(Location annotation dataset excerpts)
● ● ● ● ● ● ●

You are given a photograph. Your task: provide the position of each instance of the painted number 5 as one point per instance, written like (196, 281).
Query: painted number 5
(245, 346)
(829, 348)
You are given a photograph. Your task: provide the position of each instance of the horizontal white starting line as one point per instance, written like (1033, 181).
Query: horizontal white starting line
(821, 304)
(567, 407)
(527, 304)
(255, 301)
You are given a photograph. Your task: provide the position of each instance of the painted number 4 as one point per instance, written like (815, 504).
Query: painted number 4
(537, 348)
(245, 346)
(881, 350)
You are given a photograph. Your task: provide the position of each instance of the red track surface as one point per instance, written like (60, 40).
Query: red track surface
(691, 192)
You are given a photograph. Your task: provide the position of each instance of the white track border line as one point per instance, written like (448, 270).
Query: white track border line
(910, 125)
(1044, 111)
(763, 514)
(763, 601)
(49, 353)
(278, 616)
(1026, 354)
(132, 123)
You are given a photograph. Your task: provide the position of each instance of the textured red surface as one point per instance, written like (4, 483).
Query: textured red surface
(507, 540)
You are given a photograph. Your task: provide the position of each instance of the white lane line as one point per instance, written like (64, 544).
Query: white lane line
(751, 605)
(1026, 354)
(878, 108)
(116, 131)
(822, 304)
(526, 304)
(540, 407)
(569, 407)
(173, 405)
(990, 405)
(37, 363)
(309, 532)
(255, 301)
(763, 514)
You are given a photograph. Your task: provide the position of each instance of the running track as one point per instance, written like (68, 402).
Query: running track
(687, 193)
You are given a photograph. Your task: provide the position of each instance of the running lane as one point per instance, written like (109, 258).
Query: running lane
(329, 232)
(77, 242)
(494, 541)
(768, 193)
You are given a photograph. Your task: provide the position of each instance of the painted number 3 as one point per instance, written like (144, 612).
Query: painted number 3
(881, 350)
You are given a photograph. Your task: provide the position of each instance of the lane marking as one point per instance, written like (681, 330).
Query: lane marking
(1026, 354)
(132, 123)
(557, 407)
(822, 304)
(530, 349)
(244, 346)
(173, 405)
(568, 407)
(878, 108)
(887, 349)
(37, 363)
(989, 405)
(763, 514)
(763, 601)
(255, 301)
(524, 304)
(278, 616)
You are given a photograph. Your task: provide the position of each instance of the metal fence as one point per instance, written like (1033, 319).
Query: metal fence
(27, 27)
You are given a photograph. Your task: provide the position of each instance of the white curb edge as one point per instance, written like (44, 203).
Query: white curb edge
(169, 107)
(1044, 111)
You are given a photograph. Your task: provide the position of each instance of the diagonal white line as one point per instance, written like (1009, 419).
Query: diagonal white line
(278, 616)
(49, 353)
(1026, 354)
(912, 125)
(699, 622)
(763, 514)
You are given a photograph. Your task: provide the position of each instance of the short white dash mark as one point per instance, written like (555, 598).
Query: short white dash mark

● ● ● ● ● ● ●

● The exercise:
Output the lines from the line containing "like (144, 612)." to the end, both included; add nothing.

● Solution to this problem:
You are given a photograph. Your task: provide the position of each instance of the painted number 3 as one point per instance, written like (144, 612).
Query: painted number 3
(881, 350)
You are given a photograph. Your task: provide the position of each instance of the lane marking as one point per instance, written like (681, 330).
Query: lane marking
(1026, 354)
(132, 123)
(557, 407)
(822, 304)
(530, 349)
(244, 346)
(173, 405)
(568, 407)
(878, 108)
(887, 349)
(37, 363)
(989, 405)
(763, 514)
(763, 601)
(255, 301)
(524, 304)
(278, 616)
You are given a photograph. Your task: provide the position of each instance of the metal fence as one point per instance, written like (1033, 319).
Query: metal fence
(27, 27)
You are given a photograph. Your task: provide the position of each instance of the white curb edge as one point per instance, written like (44, 203).
Query: white curb edge
(169, 107)
(1044, 111)
You are given a photograph. Your task: provide the position of each instance of the diagonal white line as one point per instance, written like (1009, 419).
Query: diagonal white line
(278, 616)
(49, 353)
(1026, 354)
(912, 125)
(699, 622)
(763, 514)
You are given a photograph. Your task: provide the position of each instance of the short white dash mark as one point per instance, written like (555, 598).
Query: short white dash mark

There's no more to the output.